TASK STATEMENT: Could you print only the lines from the one containing "Query: yellow balloon" through the end of the listing below, unchanged?

━━━━━ DATA SECTION ━━━━━

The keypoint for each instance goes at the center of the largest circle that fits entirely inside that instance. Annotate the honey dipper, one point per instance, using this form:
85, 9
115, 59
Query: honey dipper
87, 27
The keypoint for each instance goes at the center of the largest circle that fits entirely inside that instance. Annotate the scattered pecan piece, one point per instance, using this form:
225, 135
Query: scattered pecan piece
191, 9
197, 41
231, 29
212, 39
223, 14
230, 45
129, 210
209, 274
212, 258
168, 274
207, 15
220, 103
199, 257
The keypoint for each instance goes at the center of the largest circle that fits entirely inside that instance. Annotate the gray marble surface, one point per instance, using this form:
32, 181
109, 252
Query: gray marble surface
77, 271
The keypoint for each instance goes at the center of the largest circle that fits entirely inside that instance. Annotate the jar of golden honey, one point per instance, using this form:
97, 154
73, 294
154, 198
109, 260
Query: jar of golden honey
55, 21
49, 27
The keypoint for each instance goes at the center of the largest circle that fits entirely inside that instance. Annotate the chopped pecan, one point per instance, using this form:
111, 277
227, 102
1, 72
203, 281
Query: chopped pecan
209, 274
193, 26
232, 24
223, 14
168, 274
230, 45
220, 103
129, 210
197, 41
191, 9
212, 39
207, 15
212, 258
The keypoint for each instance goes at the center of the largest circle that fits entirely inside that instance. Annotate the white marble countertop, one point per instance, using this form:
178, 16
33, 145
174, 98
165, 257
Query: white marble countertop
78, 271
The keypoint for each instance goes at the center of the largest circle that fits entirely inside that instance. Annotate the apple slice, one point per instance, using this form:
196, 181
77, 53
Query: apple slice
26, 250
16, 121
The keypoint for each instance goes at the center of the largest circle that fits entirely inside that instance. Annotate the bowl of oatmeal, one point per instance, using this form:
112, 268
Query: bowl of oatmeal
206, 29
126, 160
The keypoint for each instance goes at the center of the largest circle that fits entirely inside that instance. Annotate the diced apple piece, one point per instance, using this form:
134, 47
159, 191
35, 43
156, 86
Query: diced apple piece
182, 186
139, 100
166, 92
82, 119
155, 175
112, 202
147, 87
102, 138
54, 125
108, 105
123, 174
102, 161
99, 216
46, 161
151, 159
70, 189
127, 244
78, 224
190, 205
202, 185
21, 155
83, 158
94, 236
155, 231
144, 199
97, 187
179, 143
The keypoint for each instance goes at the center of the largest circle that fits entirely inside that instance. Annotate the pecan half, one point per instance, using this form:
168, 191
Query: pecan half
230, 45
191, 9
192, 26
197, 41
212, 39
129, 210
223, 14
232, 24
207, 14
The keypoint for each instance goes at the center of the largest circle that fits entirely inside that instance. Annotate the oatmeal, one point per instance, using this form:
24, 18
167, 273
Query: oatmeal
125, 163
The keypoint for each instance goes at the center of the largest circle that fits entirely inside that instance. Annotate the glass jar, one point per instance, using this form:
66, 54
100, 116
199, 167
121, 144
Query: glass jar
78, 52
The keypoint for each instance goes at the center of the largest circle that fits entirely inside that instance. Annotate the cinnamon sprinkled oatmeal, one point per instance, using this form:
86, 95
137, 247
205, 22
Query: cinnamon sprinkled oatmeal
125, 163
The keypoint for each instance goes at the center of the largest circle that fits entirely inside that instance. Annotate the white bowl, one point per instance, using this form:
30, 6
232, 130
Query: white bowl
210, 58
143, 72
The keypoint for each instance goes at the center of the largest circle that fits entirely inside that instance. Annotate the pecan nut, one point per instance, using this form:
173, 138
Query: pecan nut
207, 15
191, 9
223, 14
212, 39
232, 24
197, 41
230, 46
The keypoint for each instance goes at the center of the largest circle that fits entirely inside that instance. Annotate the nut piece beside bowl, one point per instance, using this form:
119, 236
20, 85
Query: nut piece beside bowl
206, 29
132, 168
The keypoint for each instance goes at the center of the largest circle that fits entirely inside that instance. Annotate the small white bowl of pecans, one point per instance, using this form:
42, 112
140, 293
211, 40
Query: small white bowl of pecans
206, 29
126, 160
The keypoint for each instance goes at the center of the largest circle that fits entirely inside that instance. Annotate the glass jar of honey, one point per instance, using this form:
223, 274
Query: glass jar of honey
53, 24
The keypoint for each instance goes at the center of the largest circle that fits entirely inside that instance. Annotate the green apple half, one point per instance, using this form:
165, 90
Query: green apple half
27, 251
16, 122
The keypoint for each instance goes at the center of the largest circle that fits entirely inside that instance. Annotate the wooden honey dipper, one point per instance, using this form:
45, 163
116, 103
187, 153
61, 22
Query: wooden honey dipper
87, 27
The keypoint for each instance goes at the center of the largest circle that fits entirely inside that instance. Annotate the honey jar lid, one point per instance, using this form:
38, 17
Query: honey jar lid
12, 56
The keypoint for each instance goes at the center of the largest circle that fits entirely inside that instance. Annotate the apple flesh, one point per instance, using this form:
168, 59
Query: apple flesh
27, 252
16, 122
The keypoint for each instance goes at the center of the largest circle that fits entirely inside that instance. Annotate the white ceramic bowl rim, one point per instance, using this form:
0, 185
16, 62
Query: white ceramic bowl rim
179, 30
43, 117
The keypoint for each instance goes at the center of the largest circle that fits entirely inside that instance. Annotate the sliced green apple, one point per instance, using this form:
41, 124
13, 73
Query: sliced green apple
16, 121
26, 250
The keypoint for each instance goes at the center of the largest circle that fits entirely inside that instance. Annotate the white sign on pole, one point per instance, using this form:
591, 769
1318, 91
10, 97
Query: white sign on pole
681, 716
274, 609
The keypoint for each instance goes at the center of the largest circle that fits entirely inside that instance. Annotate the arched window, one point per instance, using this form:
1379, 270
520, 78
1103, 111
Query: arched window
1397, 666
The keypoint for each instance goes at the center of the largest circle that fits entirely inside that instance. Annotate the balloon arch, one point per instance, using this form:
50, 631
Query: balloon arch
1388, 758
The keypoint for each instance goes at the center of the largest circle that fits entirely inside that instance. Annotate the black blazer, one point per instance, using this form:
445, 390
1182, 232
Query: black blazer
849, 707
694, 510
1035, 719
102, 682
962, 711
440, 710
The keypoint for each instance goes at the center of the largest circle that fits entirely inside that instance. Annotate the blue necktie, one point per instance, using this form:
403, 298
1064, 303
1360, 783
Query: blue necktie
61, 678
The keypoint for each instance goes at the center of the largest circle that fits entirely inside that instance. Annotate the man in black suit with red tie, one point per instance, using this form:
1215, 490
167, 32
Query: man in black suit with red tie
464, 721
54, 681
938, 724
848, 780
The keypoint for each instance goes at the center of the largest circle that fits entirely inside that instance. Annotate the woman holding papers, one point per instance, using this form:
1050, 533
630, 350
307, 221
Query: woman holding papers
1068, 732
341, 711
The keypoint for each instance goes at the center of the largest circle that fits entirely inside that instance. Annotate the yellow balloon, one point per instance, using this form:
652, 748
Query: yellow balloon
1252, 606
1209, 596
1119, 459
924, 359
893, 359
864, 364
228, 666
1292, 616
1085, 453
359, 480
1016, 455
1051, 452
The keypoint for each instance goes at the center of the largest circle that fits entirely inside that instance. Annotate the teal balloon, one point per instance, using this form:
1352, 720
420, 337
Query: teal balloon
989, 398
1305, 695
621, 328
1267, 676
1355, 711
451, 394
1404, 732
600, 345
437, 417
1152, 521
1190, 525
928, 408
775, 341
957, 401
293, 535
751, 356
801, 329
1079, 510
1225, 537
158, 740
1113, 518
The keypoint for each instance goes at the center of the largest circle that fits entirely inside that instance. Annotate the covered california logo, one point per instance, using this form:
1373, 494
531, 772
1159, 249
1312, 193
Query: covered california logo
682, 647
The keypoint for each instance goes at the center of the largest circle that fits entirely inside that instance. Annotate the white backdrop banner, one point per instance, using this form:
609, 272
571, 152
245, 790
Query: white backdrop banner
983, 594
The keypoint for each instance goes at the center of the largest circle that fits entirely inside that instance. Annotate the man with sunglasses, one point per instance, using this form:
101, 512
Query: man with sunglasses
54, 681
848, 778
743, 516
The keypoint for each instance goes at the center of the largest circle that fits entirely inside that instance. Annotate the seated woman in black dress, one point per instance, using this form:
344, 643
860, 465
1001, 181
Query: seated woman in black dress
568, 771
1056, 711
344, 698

━━━━━

REPLY TO THE TASK:
Query: yellow balloon
1252, 606
1209, 596
1119, 459
924, 359
893, 359
864, 364
228, 666
1292, 616
1085, 453
359, 480
1016, 455
1051, 452
The keypoint for each instance goes at the center of the largest circle that fits entirely inside that instance. Annotate the teal balloon, one point per instance, using this form:
1352, 720
420, 337
Query: teal balloon
989, 398
1305, 695
621, 328
1267, 676
1355, 711
451, 394
1404, 732
600, 345
437, 417
1152, 521
1190, 525
928, 408
775, 341
957, 401
293, 535
751, 356
801, 329
1079, 510
1225, 537
158, 740
1113, 518
The keypoint for each instance goes at the center of the largest circle that fits entirely inside that instance. Annotate the covered california logo, one point per instance, using this form:
1373, 494
531, 772
1159, 249
1312, 193
Query: covered california logo
682, 647
The keypoint for each instance goes at the center of the largest circle that fits entirely inside that instance. Annotate the white backdrop banner, one point per instance, using this form:
609, 272
571, 152
245, 790
Query: white backdrop banner
983, 594
The keypoint for each instance goes at the center of the largest circle that fits entirely inside that instance. Annotate the man with sunglasses, one point per instance, using this form:
101, 512
Query: man with sunglasses
54, 681
848, 778
743, 516
The keypoint for each instance goes at the center of the largest circle that fits entirely inside that instance. Annotate the seated woman in black dress, one point per instance, using this form:
344, 643
860, 465
1001, 181
Query: seated woman in black dress
568, 771
1056, 711
344, 698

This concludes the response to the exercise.